START Record excerpts

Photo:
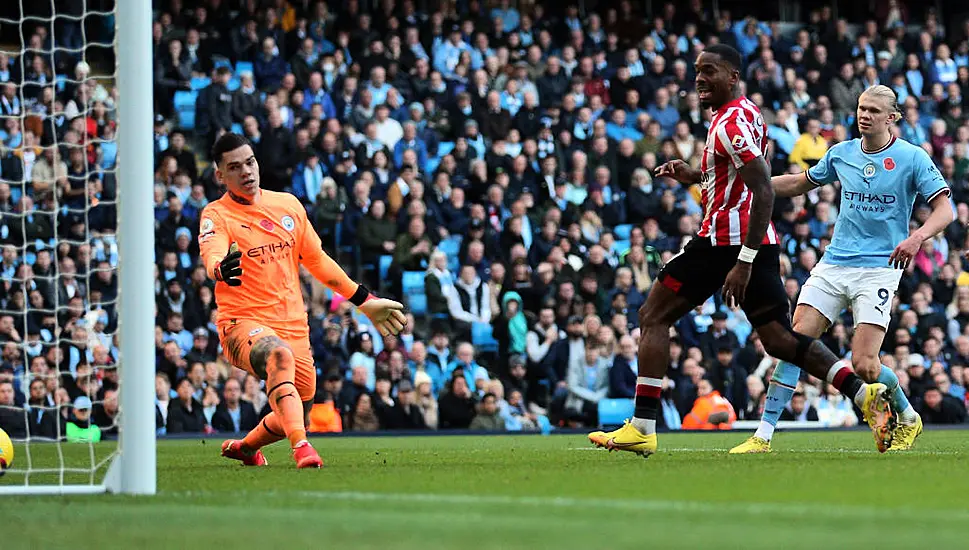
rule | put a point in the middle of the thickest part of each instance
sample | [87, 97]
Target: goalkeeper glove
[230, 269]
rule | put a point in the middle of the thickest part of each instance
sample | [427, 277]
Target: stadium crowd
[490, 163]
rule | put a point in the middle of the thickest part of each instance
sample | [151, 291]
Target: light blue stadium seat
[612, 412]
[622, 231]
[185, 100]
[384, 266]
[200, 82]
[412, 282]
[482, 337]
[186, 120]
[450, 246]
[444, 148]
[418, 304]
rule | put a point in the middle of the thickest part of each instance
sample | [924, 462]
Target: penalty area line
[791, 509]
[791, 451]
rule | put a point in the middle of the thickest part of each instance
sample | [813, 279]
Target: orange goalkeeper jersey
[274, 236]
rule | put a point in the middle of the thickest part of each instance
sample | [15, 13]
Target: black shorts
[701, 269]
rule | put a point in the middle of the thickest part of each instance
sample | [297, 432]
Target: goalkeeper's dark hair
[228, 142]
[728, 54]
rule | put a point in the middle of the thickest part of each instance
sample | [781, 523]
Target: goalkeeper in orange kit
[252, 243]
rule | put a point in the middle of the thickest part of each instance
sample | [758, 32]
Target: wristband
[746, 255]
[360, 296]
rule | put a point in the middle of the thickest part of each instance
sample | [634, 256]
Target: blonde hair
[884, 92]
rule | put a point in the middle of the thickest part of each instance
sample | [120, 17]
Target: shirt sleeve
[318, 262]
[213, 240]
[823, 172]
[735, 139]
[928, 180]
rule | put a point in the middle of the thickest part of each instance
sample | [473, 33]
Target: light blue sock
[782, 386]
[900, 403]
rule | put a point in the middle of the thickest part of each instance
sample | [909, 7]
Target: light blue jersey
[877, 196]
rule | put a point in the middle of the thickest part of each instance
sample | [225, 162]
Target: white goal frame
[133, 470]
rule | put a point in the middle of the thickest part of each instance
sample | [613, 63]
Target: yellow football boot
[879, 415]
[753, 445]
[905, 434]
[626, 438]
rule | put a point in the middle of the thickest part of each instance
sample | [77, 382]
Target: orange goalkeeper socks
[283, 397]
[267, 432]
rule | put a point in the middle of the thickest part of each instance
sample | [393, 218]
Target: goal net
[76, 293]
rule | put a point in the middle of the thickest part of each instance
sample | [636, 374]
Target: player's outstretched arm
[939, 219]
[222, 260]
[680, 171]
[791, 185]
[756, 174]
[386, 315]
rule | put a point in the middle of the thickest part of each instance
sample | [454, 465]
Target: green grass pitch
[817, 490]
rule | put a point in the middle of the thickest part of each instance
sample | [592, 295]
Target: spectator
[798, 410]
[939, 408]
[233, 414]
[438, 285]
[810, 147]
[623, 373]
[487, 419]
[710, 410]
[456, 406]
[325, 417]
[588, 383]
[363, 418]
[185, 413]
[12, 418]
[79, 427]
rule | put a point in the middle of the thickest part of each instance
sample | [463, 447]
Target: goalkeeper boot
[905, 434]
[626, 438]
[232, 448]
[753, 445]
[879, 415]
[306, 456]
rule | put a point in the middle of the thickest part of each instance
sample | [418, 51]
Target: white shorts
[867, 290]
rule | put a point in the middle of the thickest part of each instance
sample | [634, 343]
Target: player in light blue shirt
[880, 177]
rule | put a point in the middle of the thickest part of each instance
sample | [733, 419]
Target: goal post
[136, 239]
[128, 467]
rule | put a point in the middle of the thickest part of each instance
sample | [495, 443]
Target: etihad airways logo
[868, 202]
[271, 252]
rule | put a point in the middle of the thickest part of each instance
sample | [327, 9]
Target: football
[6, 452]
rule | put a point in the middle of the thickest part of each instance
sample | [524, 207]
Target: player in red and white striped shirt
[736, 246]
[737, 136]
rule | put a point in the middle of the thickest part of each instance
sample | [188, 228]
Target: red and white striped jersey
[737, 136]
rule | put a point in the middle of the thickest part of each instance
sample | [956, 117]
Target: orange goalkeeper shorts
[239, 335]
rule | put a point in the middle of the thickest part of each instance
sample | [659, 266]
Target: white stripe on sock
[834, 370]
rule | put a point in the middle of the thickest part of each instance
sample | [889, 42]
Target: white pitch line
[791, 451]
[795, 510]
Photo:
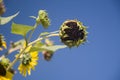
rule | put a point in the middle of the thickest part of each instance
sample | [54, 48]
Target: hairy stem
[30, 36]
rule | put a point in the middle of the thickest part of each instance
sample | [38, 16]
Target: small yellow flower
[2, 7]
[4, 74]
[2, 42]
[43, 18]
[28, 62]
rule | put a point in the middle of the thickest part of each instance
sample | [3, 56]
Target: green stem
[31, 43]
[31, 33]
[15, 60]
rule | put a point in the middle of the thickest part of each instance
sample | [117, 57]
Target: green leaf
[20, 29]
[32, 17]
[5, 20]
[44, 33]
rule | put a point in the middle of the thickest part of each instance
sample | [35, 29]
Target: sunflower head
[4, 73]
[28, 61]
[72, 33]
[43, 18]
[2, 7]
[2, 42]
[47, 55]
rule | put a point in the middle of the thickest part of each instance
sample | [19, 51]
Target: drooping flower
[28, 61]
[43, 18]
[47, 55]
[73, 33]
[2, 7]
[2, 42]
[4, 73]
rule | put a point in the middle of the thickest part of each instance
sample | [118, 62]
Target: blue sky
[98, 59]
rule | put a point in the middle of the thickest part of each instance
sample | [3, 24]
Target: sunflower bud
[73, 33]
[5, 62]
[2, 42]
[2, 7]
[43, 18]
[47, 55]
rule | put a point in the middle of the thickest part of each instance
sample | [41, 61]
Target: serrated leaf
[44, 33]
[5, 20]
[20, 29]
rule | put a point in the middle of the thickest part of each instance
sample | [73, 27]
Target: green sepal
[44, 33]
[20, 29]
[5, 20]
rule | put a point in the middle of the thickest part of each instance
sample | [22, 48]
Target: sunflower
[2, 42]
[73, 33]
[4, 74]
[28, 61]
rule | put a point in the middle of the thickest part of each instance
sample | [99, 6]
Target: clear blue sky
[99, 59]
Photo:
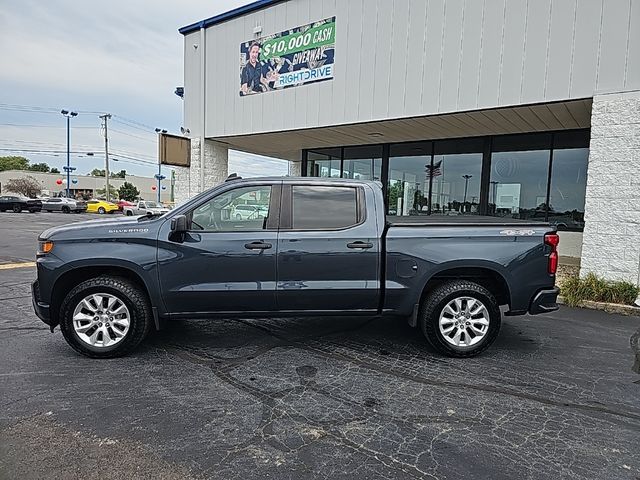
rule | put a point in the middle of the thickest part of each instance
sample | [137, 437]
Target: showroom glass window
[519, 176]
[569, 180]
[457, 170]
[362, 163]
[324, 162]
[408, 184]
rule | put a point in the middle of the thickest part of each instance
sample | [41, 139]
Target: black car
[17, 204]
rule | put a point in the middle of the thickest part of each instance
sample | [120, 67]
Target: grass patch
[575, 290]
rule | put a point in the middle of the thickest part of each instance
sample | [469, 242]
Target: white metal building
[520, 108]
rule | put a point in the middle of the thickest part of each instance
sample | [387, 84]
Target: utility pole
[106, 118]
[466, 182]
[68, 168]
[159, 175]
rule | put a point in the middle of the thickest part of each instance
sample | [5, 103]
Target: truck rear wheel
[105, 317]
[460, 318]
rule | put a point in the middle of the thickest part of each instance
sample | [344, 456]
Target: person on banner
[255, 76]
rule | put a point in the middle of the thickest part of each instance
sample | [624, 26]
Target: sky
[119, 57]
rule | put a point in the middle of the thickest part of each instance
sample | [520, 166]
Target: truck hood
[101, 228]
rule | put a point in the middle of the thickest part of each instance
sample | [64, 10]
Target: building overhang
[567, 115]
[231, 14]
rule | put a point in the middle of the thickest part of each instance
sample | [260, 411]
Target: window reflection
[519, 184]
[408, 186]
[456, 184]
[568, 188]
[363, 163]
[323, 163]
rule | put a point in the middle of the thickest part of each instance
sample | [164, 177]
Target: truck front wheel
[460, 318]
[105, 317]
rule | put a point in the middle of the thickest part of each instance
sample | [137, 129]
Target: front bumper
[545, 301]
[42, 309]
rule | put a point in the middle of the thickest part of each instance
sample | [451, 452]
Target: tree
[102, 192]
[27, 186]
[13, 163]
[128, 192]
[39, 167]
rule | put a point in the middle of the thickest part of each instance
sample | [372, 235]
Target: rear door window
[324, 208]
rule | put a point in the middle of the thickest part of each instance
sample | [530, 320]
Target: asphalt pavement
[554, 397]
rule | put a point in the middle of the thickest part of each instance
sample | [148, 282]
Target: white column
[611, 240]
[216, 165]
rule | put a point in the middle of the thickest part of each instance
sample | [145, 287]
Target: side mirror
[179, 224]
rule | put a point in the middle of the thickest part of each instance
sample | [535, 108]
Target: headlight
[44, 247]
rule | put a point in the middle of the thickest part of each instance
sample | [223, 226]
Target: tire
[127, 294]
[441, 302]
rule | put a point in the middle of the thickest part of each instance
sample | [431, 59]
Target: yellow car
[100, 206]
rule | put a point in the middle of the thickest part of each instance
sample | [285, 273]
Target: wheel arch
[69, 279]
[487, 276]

END Record excerpts
START Record excerpts

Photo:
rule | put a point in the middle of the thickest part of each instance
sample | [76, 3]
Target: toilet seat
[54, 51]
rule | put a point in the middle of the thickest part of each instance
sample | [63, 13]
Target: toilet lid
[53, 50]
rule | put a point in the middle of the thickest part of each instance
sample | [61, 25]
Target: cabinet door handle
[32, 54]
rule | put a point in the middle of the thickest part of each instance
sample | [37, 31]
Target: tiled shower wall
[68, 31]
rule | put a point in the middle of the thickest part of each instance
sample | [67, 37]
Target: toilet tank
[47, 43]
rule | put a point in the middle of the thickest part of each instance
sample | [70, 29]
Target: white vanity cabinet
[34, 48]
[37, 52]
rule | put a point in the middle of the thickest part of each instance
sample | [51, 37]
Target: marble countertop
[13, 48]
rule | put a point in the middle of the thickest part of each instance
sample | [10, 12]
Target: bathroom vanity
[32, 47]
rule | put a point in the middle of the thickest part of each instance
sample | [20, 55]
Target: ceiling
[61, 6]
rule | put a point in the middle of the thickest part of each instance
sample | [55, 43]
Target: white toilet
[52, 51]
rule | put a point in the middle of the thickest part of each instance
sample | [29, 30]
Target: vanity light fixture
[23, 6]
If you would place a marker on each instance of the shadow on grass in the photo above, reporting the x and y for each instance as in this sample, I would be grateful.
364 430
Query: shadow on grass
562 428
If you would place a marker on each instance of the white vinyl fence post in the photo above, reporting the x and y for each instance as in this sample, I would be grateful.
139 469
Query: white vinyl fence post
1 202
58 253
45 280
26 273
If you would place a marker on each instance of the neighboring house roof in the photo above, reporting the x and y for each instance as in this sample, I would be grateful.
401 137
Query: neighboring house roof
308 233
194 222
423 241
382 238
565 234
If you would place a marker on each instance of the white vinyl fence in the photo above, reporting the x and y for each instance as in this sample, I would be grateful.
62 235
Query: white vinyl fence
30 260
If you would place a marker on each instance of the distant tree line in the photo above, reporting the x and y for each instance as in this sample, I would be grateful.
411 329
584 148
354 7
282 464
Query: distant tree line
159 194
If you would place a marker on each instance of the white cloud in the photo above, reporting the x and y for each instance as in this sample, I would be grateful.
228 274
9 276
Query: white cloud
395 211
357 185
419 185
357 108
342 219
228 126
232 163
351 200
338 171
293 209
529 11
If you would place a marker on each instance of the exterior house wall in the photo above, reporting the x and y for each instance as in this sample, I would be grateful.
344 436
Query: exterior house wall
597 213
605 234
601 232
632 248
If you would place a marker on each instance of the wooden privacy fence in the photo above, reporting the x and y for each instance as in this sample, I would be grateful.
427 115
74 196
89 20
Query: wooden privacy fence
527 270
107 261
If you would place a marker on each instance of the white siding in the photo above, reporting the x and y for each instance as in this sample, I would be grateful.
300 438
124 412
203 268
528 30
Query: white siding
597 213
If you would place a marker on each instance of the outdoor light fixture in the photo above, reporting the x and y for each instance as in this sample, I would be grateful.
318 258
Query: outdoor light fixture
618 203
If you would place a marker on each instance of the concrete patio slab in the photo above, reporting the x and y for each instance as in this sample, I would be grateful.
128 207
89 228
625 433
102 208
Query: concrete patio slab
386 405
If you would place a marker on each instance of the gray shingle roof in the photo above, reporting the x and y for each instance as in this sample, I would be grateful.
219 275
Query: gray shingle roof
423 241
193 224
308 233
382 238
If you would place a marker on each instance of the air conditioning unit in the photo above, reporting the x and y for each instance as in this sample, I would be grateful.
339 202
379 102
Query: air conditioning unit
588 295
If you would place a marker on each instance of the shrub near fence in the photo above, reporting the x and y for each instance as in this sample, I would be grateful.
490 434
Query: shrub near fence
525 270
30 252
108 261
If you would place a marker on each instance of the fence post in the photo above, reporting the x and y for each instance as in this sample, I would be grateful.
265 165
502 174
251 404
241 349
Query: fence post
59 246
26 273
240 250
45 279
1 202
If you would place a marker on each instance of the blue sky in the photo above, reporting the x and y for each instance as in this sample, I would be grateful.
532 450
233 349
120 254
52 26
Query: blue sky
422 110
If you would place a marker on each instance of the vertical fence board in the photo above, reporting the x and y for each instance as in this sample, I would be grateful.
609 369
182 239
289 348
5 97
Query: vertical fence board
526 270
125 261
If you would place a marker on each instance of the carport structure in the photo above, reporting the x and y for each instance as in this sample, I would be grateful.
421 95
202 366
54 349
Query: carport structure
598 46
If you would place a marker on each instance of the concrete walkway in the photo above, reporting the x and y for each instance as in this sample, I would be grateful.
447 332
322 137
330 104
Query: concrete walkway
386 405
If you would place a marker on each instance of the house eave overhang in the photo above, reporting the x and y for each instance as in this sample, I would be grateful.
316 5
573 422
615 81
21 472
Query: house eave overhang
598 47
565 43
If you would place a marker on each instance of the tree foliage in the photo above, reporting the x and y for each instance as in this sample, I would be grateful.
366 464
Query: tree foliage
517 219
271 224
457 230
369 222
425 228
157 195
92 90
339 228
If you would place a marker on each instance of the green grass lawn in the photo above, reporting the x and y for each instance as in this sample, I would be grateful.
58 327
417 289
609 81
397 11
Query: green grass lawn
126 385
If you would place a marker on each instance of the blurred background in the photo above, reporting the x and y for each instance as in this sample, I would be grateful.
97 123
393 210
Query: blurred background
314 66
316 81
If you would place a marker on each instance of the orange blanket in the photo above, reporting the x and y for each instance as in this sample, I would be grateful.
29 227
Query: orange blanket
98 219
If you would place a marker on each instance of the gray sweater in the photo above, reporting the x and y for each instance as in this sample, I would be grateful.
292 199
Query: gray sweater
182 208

END Record excerpts

Do this → Extract every line of the material above that contains the string "walkway" and write each one out in full.

Solved exercise →
If you would place a marker on each instance of the concrete walkway in the photo above, reporting the x and y for each instance as in this sample, I would be grateful.
Query: concrete walkway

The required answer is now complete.